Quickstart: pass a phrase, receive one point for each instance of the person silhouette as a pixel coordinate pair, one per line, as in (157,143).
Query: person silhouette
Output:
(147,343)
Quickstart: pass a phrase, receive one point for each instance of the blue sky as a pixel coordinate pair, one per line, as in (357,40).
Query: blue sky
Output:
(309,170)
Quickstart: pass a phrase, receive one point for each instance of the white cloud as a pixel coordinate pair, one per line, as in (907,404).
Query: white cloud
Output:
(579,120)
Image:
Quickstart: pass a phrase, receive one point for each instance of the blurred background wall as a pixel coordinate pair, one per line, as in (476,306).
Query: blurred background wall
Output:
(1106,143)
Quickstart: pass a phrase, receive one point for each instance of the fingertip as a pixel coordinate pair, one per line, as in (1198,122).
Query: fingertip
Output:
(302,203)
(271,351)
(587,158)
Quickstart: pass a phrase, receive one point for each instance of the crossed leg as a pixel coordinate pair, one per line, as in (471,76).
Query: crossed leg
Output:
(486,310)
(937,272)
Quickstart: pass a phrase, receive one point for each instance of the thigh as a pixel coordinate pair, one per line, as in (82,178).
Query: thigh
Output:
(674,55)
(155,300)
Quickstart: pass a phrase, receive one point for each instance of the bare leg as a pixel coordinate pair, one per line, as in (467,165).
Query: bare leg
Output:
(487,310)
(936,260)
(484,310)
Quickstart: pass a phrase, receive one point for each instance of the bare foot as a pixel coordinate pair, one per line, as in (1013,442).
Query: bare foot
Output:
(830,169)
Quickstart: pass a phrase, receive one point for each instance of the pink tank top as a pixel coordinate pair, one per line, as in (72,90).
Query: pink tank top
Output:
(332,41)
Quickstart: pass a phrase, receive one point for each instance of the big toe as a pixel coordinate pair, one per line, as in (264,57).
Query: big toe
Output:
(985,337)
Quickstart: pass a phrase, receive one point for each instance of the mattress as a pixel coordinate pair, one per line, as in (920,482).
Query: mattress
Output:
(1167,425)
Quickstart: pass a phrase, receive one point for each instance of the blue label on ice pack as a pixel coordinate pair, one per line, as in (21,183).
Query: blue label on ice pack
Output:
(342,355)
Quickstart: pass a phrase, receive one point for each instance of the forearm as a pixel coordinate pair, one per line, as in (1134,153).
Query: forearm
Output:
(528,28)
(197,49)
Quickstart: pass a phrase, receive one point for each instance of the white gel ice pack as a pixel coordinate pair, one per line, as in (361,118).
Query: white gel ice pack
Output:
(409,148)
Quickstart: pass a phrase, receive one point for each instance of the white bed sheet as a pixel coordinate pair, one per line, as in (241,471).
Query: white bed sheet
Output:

- _PROMPT_
The "as in (1134,153)." line through the last line above: set these down exactly and add nothing else.

- _RESPONSE AREA_
Quickstart: pass a phrase, receive one point for each instance of the forearm as a pixel coordinate pair, one per line, as in (1134,153).
Query: forearm
Output:
(528,28)
(197,49)
Quickstart: pass a phrase, receive one point for each instance of the white gel ice pack as a pixel coordinate pair, one per line, as in (361,118).
Query: white gel ice pack
Output:
(409,148)
Quickstart: pass a phrase, receive one point for each instance of the white bed sheet as a pixel coordinate pair, one per line, as in (241,471).
Query: white bed sheet
Output:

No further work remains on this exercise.